=== EXERCISE OBJECTIVE ===
Could you copy, word for word, the part of the Allocasuarina torulosa text between "Allocasuarina torulosa, commonly" and "containing winged seeds (samaras) 7–10 mm long.", inclusive?

:: EXTRACT

Allocasuarina torulosa, commonly known as forest oak, rose sheoak, river oak or Baker's oak, is a species of flowering plant in the family Casuarinaceae and is endemic to eastern Australia. It is a slender, usually dioecious tree that has drooping branchlets up to 140 mm long, the leaves reduced to scales in whorls of four or five, and the fruiting cones 15–33 mm long containing winged seeds (samaras) 7–10 mm long.

==Description==
Allocasuarina torulosa is a slender, usually dioecious tree that typically grows to a height of 5–20 m. Its branchlets are drooping, up to 140 mm long, the leaves reduced to erect, scale-like teeth 0.3–0.8 mm long, arranged in whorls of four or five around the branchlets. The sections of branchlet between the leaf whorls are 5–6 mm long, 0.4–0.5 mm wide and more or less square in cross-section when young. Male flowers are arranged in spikes 5–30 mm long, with 7 to 12 whorls per cm (per 0.4 in), the anthers 0.5–0.6 mm long. Fruiting cones are on a peduncle 8–30 mm long, and mature infructescences (fuiting cones) are warty, shortly cylindrical to barrel-shaped, 15–33 mm long and 12–25 mm in diameter, containing brown, winged seeds (samaras) 7–10 mm long.

::::
:: INPUT DATA

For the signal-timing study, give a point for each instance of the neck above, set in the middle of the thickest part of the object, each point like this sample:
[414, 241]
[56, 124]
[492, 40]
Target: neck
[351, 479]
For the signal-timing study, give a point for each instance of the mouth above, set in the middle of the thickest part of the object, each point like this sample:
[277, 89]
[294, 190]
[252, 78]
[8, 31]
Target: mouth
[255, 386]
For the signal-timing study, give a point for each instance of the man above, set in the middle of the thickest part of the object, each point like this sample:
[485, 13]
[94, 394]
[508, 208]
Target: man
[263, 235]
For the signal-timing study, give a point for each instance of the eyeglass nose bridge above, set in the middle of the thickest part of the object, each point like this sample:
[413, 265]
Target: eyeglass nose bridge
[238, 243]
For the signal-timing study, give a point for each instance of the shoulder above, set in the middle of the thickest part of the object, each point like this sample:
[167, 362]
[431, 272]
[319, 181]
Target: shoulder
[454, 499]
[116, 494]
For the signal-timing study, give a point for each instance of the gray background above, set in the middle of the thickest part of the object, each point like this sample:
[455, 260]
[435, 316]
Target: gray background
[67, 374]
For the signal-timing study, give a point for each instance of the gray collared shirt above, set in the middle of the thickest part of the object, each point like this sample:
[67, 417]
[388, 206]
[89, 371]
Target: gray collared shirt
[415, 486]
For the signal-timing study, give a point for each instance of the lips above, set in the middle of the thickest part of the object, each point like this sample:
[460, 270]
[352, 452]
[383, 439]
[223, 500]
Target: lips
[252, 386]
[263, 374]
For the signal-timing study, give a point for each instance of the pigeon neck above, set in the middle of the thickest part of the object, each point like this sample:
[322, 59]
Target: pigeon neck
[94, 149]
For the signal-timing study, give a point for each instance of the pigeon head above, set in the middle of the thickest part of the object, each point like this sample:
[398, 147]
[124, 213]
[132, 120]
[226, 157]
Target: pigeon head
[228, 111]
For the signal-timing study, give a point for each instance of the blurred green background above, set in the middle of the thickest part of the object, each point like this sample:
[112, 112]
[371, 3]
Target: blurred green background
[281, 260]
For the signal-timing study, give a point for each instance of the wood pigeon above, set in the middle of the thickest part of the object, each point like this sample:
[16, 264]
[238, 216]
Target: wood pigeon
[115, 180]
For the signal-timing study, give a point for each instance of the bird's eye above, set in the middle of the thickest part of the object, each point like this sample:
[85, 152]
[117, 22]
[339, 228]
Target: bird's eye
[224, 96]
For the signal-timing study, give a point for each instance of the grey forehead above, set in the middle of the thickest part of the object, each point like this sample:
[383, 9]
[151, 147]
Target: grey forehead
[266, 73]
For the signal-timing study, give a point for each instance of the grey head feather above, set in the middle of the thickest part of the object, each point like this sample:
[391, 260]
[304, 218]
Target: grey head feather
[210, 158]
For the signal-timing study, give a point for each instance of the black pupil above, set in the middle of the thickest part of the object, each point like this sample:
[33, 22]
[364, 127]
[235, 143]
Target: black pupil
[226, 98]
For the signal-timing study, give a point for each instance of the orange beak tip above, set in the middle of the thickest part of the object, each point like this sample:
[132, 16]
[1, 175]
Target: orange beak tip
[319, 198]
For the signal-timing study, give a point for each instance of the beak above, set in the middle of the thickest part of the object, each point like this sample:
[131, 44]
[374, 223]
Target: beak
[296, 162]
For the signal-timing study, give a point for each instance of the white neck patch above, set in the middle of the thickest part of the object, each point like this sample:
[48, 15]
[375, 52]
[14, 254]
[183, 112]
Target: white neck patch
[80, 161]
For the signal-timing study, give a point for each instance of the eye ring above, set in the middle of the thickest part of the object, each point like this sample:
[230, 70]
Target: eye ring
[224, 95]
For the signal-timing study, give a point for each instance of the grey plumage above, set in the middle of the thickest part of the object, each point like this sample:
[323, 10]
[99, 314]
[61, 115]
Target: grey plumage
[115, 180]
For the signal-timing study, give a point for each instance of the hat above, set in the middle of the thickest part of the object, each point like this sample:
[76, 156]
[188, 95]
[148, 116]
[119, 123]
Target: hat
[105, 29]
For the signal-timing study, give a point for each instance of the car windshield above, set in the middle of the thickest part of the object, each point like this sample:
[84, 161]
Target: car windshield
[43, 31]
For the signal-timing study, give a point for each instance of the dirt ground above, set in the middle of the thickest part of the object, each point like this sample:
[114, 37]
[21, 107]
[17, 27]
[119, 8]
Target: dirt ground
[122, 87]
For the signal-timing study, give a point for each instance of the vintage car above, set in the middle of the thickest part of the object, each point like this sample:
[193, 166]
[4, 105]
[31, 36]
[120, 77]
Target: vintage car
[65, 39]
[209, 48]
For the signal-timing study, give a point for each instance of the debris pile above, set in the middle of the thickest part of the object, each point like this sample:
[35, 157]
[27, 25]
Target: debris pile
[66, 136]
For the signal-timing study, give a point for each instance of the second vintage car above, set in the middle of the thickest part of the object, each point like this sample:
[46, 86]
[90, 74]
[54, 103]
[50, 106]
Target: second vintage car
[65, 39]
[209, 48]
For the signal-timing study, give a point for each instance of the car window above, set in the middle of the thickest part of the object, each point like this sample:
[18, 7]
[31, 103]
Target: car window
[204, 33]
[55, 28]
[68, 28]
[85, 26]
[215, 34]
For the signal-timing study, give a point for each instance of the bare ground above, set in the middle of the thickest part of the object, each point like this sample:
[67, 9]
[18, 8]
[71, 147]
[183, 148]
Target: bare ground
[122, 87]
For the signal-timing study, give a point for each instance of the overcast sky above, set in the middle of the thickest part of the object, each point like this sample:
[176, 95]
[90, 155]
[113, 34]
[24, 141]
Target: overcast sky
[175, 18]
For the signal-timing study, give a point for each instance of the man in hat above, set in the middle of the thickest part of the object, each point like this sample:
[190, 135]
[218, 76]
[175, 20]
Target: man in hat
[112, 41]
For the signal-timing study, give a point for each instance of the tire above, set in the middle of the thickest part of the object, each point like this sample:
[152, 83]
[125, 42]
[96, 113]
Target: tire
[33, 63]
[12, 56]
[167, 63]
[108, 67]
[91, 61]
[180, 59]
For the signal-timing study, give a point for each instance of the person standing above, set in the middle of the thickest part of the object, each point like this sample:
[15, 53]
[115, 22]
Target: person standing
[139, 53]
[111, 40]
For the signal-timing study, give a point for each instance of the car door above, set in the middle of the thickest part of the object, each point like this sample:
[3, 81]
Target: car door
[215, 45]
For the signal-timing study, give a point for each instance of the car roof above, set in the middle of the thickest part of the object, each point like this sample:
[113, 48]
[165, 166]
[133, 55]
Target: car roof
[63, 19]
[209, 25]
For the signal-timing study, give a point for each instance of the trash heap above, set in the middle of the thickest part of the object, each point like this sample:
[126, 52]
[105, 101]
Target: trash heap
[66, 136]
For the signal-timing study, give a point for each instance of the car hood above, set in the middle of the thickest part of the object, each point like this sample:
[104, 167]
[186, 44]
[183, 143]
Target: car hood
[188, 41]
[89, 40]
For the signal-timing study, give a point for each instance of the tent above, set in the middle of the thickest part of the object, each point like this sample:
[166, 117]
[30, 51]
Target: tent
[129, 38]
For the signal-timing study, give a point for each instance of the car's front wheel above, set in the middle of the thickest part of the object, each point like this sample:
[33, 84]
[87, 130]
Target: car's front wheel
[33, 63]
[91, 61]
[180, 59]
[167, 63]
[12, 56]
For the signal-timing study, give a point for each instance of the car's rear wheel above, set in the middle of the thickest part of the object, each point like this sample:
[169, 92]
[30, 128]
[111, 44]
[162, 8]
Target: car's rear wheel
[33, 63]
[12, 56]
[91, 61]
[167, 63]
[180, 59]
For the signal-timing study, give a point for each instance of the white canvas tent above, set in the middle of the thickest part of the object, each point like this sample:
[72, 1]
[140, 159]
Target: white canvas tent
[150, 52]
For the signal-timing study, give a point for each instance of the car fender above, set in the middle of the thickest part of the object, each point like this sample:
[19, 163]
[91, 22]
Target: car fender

::::

=== ANSWER SECTION ===
Allocasuarina torulosa, commonly known as forest oak, rose sheoak, river oak or Baker's oak, is a species of flowering plant in the family Casuarinaceae and is endemic to eastern Australia. It is a slender, usually dioecious tree that has drooping branchlets up to 140 mm long, the leaves reduced to scales in whorls of four or five, and the fruiting cones 15–33 mm long containing winged seeds (samaras) 7–10 mm long.